Given records
========
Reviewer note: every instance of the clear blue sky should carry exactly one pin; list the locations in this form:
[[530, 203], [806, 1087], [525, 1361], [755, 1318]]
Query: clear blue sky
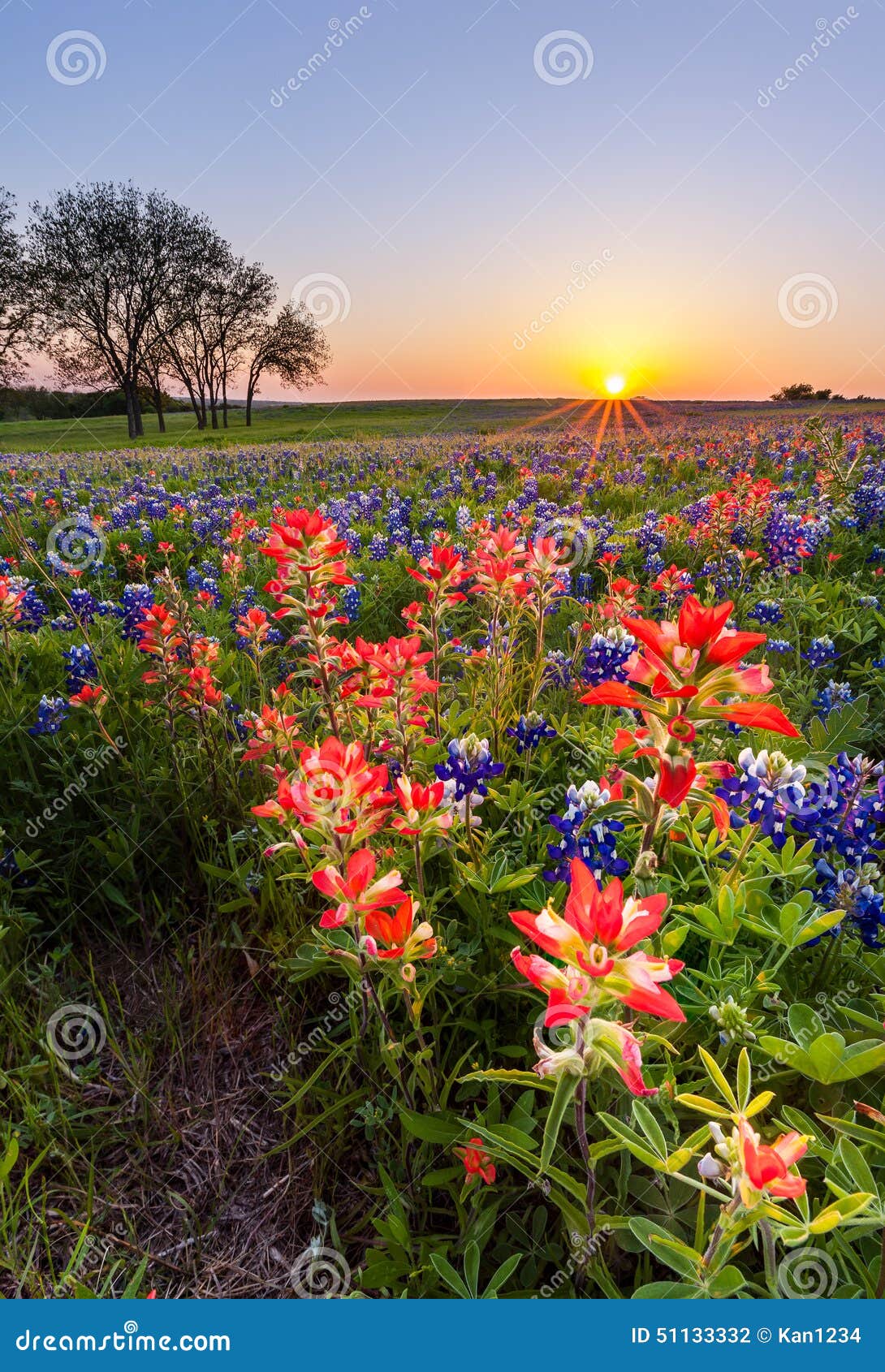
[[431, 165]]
========
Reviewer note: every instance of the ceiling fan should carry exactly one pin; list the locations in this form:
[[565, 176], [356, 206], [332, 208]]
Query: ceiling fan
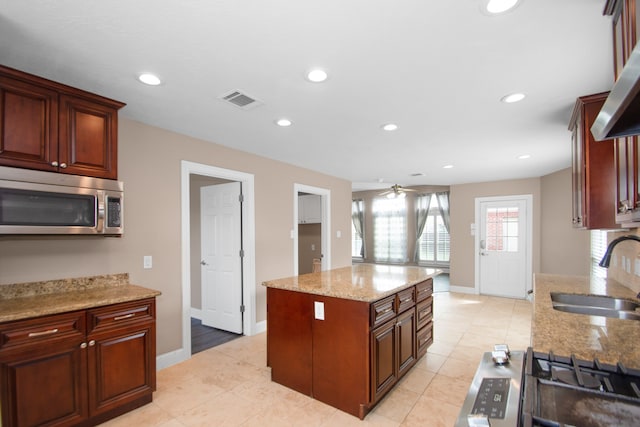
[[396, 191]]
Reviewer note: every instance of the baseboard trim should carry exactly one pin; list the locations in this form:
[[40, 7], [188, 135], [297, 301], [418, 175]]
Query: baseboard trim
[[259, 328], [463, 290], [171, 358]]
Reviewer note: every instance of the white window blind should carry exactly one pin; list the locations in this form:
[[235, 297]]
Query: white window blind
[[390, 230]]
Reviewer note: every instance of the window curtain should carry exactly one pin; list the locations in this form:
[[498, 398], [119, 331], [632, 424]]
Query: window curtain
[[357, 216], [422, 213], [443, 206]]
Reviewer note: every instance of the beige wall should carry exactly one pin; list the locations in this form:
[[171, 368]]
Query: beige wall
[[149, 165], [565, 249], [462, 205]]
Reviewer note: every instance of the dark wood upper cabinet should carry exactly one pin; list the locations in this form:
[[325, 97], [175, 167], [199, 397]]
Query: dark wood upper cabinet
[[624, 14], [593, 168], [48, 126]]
========
The problem
Using the entries above, output exactly the lines between the line holding "Reviewer note: every instance of the beige" and the line holding "Reviewer note: every instance of the dark", end lines included, and nothing more.

Answer space
Reviewer note: every instance of the beige wall should carry exactly one pin; list the locations in this form:
[[171, 368]]
Query: beige wall
[[149, 165], [565, 249], [462, 205]]
Reviewer note: every instance of the dark wood upper cabinet should carry exactly one pin; list the locations in this form:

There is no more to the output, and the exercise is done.